Region pointing data
- - - - - - -
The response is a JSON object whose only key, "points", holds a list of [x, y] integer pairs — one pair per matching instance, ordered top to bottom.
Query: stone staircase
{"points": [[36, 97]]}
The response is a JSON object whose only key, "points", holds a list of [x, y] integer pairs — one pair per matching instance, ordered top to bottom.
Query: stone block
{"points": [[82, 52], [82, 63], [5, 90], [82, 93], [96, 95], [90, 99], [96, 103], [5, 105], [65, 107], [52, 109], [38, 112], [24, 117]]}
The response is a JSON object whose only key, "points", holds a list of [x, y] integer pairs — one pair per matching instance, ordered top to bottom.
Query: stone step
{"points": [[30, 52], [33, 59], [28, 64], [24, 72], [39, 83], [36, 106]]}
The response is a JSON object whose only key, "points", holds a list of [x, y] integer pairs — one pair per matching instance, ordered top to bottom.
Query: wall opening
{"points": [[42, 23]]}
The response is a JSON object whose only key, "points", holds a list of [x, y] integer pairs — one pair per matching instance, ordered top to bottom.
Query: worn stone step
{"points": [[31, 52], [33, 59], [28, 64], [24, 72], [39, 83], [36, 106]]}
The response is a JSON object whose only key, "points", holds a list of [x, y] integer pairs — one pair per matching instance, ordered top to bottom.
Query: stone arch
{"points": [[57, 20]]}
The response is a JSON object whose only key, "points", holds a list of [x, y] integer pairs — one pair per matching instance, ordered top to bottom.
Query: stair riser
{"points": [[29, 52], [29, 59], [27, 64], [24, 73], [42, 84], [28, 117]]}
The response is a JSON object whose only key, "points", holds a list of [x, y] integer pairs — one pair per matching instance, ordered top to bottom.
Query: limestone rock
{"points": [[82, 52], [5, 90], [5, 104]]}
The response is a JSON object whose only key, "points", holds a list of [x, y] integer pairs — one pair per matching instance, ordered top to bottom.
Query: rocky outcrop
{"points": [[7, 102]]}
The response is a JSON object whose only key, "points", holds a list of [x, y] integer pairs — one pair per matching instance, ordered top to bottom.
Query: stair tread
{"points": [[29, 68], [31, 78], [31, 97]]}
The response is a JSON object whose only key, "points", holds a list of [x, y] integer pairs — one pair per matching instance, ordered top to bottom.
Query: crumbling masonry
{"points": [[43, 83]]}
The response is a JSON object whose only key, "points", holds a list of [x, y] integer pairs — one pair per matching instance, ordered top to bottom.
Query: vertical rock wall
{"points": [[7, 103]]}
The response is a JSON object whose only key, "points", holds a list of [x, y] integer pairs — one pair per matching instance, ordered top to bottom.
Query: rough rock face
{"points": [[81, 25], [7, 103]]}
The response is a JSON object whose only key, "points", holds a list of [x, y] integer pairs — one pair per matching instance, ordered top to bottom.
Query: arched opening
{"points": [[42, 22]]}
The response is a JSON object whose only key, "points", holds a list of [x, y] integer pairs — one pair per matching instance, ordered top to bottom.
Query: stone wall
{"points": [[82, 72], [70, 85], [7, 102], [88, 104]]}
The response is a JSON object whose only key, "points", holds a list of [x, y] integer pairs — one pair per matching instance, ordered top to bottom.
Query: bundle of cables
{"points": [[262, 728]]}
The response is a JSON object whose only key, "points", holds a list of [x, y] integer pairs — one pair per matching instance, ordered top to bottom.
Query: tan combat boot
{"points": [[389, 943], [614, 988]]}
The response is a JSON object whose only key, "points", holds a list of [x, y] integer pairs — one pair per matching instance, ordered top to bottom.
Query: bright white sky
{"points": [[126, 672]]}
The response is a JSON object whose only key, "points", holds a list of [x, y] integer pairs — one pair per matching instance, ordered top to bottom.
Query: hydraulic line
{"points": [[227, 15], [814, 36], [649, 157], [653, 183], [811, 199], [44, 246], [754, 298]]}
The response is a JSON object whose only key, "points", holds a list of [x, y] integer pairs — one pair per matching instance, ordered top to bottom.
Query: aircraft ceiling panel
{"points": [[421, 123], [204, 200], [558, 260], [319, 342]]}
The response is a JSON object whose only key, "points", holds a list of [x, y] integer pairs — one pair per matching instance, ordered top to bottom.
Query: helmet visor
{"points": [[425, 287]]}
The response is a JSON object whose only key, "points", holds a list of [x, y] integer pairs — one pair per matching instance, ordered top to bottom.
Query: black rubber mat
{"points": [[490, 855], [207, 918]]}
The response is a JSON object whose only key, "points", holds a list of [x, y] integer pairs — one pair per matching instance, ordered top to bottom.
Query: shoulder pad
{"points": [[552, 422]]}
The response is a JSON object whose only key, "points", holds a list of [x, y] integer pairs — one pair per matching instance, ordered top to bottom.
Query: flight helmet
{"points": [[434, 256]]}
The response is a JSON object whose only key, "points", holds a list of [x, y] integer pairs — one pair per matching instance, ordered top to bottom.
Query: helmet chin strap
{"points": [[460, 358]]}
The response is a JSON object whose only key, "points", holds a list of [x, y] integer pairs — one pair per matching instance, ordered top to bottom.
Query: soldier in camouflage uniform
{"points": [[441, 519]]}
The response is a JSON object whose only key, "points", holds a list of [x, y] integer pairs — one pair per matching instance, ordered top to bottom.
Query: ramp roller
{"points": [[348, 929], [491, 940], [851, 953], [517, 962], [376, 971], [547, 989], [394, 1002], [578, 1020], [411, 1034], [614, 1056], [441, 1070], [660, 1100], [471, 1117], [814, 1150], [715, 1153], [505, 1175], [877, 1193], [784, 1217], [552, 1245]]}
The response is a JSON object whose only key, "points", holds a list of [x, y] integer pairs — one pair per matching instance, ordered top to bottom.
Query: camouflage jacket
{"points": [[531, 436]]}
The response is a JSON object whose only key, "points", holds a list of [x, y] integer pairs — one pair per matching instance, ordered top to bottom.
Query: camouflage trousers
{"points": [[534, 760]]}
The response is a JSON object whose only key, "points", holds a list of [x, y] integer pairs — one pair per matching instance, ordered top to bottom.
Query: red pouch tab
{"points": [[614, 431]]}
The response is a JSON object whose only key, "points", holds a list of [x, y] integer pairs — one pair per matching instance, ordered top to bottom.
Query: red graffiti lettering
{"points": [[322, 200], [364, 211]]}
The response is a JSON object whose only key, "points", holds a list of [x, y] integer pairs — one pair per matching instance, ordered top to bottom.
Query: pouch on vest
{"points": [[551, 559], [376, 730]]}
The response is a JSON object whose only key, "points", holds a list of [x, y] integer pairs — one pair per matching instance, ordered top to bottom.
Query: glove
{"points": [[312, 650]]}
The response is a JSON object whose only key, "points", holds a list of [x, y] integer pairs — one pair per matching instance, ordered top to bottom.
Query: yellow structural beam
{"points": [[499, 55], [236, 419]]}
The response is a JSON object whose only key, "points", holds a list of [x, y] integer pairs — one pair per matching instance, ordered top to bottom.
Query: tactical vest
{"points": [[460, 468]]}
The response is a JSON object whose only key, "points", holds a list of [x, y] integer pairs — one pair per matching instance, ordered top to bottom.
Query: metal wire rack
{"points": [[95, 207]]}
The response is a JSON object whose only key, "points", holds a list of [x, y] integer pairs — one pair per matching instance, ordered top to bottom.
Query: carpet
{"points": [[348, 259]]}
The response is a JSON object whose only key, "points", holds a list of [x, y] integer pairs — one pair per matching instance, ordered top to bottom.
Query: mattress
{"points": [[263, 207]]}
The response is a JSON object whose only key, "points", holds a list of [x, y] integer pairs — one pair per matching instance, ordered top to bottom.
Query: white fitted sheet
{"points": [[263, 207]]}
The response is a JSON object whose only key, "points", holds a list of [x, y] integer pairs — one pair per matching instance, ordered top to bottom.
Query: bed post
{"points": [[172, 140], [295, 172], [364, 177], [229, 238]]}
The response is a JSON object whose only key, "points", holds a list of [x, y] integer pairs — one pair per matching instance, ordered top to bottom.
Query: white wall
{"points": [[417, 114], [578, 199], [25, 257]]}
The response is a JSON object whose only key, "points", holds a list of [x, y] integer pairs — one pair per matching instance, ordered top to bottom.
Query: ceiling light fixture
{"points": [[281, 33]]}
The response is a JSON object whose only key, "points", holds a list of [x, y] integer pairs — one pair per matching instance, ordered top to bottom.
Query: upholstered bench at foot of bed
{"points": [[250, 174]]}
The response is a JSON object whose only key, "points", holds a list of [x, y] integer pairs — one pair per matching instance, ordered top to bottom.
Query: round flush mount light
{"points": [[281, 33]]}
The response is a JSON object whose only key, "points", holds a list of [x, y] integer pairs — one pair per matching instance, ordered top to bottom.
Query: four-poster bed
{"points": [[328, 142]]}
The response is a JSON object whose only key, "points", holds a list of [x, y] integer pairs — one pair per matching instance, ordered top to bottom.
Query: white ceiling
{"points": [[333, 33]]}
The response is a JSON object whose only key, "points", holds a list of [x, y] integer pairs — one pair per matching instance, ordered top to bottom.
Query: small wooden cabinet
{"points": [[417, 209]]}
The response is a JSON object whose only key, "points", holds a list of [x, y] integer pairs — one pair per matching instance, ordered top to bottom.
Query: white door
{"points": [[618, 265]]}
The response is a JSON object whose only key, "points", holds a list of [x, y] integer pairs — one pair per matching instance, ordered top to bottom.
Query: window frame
- - - - - - -
Work task
Set down exactly the line with "Query: mattress" and each line after it up to the end of the records, adding nothing.

Response to this task
Query: mattress
{"points": [[263, 207]]}
The response is a JSON object whose only key, "points", holds a list of [x, y] integer pairs — one pair per matching instance, ordered top to bottom.
Query: white fitted sheet
{"points": [[263, 207]]}
The response is a JSON object whose only key, "points", holds a list of [x, y] integer pairs — one pair per matching instance, ordered top to bottom.
Query: bed post
{"points": [[172, 140], [295, 172], [364, 177], [229, 238]]}
The response is a JSON object whose only key, "points", holds a list of [x, y] integer pairs — one pair per matching instance, ordered top to bottom.
Query: white wall
{"points": [[417, 114], [578, 199], [25, 257]]}
The response is a JSON object whose only key, "points", holds a list of [x, y] integer pairs — one pair per matching instance, ordered top to bottom.
Query: ceiling light fixture
{"points": [[281, 33]]}
The response is a JSON object whose only key, "points", holds a list of [x, y] integer pairs — one pair per matching instance, ordered top to bottom.
Query: upholstered bench at foot of bed
{"points": [[250, 174]]}
The response is a JSON object whose only key, "points", holds a list of [x, y] integer pairs — one pair per matching instance, ordered top to bottom.
Query: round flush mount light
{"points": [[281, 33]]}
The response is a JSON object whose only key, "points", holds a list of [x, y] integer pairs — one pair per matching instance, ordered top to bottom.
Query: four-poster bed
{"points": [[328, 142]]}
The response is a JSON object whose only key, "points", holds a list of [x, y] integer pairs — one pair per matching instance, ordered top to bottom.
Query: white ceiling
{"points": [[333, 33]]}
The response is a JSON object whose only key, "points", holds a list of [x, y] integer pairs — one pair per matching instance, ordered top to bottom.
Query: small wooden cabinet
{"points": [[417, 209]]}
The response is a JSON object whose only key, "points", holds a list of [x, y] integer pairs — one pair per matching instance, ordered top to bottom.
Query: white door
{"points": [[618, 265]]}
The response is a JSON object whose only key, "points", holds a list of [x, y] integer pairs — one pair per matching instance, ordered top to bottom.
Query: window frame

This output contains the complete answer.